[EXERCISE OBJECTIVE]
Can you reproduce word for word the records below, from the line with "the woman's right" up to and including the last line?

[RECORDS SUPPLIED]
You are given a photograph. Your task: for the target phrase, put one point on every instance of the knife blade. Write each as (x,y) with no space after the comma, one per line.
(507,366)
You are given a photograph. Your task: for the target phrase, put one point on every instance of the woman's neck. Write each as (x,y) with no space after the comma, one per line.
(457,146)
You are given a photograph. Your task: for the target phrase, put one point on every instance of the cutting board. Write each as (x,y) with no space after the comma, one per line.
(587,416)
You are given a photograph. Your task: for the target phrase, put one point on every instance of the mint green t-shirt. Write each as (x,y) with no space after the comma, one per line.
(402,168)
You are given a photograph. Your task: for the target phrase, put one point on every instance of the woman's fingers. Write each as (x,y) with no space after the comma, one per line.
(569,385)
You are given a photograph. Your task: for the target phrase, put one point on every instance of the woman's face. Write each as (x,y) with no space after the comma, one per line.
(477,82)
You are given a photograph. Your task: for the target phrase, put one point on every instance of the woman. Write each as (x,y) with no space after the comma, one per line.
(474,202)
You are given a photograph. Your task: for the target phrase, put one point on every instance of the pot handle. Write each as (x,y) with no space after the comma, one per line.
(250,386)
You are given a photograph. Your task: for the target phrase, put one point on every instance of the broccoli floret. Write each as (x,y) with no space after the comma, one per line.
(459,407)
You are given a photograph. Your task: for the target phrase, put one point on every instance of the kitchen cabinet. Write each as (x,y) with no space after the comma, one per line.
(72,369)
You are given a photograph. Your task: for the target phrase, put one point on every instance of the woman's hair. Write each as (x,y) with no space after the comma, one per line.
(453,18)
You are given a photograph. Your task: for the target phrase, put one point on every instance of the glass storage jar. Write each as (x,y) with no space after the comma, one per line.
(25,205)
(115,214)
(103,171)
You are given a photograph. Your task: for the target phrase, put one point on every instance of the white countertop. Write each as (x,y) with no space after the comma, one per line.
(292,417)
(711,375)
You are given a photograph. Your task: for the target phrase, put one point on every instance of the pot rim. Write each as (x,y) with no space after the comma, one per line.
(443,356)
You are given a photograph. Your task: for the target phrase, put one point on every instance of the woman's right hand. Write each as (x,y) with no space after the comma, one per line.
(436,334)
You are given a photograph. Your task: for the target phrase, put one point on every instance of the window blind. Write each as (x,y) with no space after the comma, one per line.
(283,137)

[THE REPLY]
You are given a photograph. Your task: for the target phrase, put one point on every instance of the woman's right hand. Write each as (x,y) with no space after the comma, one per line.
(436,334)
You are given a photograph. Your task: for the target phrase, put one point on every instance of the window blind. Write each as (x,y) with no space after the comma, one per line.
(283,137)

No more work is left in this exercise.